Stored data
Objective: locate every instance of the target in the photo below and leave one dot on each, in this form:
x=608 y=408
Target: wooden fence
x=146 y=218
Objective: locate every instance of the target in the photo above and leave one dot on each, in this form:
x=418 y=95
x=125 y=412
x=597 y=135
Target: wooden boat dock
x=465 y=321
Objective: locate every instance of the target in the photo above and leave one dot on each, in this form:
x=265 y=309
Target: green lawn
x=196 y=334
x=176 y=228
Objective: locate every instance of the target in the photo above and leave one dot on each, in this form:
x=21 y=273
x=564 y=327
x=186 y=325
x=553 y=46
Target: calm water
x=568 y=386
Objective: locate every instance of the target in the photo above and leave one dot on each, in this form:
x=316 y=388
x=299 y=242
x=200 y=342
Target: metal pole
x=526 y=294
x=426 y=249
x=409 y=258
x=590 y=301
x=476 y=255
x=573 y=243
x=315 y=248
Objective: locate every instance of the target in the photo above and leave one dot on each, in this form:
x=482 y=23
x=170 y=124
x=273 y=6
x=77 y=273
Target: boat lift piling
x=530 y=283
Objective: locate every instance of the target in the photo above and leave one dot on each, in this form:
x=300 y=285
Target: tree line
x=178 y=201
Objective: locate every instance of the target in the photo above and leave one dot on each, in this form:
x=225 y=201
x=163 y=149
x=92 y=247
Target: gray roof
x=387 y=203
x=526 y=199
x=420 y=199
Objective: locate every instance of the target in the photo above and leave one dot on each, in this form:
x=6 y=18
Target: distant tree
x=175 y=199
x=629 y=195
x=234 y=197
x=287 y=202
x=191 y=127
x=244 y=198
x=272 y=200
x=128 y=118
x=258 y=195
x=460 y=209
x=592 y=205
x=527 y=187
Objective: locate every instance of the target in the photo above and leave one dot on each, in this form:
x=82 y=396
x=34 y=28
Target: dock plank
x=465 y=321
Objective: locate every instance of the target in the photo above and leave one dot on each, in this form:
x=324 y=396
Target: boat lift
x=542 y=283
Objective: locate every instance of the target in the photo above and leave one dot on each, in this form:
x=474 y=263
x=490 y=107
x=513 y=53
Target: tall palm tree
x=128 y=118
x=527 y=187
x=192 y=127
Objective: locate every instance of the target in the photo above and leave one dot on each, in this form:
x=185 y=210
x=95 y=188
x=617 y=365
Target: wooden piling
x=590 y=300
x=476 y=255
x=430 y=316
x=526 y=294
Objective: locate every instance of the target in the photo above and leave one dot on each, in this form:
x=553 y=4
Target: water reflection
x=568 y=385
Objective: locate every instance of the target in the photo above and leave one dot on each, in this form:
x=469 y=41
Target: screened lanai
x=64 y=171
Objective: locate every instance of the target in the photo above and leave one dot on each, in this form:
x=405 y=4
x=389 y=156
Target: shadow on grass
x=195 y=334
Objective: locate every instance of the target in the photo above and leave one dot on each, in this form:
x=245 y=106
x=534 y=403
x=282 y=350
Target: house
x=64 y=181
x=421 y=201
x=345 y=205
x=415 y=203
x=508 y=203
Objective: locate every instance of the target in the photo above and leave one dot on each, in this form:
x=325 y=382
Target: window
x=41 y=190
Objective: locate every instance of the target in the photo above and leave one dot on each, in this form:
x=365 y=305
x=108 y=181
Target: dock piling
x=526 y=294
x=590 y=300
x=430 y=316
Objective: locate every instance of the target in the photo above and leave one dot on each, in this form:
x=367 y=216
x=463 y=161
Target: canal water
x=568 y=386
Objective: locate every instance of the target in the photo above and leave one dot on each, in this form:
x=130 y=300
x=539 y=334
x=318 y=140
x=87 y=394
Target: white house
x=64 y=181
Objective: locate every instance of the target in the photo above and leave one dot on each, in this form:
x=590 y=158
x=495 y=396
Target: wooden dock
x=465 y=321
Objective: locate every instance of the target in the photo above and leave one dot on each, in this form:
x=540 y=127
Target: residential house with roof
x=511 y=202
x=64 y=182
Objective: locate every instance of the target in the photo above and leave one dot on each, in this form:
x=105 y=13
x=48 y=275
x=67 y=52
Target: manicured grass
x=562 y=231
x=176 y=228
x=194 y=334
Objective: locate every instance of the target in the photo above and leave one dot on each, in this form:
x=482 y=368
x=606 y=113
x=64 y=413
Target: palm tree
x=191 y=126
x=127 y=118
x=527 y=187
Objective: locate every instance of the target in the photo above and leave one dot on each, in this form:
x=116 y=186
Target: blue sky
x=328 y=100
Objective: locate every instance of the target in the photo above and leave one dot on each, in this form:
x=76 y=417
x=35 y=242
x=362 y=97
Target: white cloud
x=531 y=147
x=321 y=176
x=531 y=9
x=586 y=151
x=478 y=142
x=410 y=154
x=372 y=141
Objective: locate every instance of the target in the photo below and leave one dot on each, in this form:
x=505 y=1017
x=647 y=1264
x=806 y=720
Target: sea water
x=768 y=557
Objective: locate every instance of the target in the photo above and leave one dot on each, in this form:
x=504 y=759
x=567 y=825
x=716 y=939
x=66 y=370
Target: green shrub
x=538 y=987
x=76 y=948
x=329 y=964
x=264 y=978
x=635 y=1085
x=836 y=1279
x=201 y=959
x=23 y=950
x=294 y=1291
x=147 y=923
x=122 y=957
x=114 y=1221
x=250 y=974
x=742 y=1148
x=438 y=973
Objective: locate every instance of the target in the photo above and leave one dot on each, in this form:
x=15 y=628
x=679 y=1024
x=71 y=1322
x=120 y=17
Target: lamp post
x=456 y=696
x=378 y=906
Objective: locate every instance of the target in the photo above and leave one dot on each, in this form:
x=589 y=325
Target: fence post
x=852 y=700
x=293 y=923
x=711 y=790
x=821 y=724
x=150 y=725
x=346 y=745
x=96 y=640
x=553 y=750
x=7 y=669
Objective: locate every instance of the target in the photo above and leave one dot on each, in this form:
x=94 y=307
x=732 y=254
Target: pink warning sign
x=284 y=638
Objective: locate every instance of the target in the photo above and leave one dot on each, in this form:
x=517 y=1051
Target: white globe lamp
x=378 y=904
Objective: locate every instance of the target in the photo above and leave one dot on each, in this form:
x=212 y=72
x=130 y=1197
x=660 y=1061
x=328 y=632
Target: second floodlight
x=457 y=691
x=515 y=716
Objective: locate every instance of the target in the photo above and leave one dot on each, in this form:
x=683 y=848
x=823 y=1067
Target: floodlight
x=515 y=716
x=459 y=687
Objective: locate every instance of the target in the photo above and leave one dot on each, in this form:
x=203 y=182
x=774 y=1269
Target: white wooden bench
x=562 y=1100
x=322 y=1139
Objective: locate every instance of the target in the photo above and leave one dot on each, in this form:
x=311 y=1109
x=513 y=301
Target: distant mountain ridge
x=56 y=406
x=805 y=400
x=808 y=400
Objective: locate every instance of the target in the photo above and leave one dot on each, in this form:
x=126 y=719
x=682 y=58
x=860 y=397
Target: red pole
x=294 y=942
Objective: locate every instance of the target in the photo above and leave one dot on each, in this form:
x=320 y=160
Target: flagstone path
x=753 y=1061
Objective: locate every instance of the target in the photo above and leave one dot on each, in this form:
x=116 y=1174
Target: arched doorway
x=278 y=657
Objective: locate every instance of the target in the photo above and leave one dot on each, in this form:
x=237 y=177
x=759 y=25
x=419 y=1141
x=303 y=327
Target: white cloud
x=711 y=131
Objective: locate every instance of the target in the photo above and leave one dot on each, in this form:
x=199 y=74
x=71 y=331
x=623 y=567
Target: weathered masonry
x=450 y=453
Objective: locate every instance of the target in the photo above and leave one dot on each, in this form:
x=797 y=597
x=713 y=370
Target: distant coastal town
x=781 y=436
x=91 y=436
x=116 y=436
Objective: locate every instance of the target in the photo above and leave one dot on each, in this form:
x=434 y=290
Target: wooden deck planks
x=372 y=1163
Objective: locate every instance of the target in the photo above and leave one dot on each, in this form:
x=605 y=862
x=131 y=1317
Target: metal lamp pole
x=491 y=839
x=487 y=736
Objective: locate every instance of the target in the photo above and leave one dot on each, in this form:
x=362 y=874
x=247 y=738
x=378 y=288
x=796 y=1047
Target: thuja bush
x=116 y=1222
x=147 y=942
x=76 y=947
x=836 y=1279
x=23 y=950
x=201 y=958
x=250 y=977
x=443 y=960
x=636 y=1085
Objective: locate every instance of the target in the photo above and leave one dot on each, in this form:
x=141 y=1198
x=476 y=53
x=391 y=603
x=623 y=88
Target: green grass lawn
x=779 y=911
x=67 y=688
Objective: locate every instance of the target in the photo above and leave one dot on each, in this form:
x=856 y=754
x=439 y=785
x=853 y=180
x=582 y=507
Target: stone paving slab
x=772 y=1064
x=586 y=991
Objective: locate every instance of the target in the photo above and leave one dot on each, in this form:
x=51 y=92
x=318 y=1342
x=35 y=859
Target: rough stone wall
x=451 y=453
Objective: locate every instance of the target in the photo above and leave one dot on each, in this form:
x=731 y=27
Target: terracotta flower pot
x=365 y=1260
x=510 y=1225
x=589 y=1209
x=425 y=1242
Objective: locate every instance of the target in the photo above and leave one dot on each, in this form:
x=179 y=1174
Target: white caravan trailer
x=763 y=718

▶ [GOAL] Please count the lines of the records above that contain the string "grass", treating uppercase and lowercase as different, and give only the number.

▶ [OUTPUT OF THE EXERCISE] 3